My girlfriend also had to test, and she tried to keep a happy face providing me with self-selected positive information that unfairly skewed the severity of our situation because she too has an issue with control. She lost some of her optimism during her test. She went to be tested in Palmyra near her home, and the doctor took her temperature. It was over 101°F. She called me immediately after and we figured we knew. A fever is never a good sign, and she’d been congested. If her results came back positive, then mine surely were and so were my neighbors and roommates. So, I did what anyone would do, I called my mother and then I called my boss. Both offered their own sage advice to take every day as it comes and express their distraught at my situation, but it was somewhat cold comfort.

I’ve had my experience with panic attacks, they were not just rare but exceedingly rare. Perhaps I’d only had two in my entire life up until that point. In the two days waiting for my test results, I expect that I had if not one every hour, then one every other hour. I could not eat. I became malnourished and lethargic. I could not sleep. I lay awake in bed staring into the darkness thinking of the unknown, wondering if this ache or that pain was attributable to stress or to disease. I could not focus, because every moment, however fleeting, my mind was able to escape from the constant terror that was lurking, I would suddenly race back to it and be drenched in sweat. This was no way to live, and in the unlikely event that I died, I did not want to die without dignity. So, we resolved ourselves to drink, and keep drinking because eventually we find ourselves drinking in celebration or in despair, but in the meantime we can drink for relief, so we did.

We painted, we drank, we cooked, we drank, we watched classic film, we drank, we worked together for my internship, and in the interim we drank. The drinking was an escape but not really, I still thought about the same thing. What would happen to my mother if I wasn’t there to take care of her in her old age? Will I be able to go to school if I’m Covid-19 positive, and if not, where does that leave me? Am I ever going to leave this house again? It was easily one of the most trying times of my life.

### Tasks to carry out
a: Can you condense the paragraph that begins "I've had my experience with panic attacks" from the excerpt about waiting for Covid-19 test results into a short list that keeps its main facts?
b: In the excerpt about waiting for Covid-19 test results, what temperature did the doctor in Palmyra record for the girlfriend?
The data have nothing to do with the excerpt.

### Data segment
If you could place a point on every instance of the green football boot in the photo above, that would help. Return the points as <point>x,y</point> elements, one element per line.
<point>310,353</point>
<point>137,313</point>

### Outputs in order
a:
- Before this, my panic attacks were exceedingly rare, perhaps only two in my whole life.
- During the two days of waiting for test results, I had one about every hour or every other hour.
- I could not eat and became malnourished and lethargic.
- I could not sleep. I lay awake wondering whether each ache or pain came from stress or from disease.
- I could not focus. Whenever my mind escaped the terror, it raced back and I was drenched in sweat.
- I did not want to die without dignity in the unlikely event of death, so we resolved to drink for relief, and we did.

b: Over 101°F.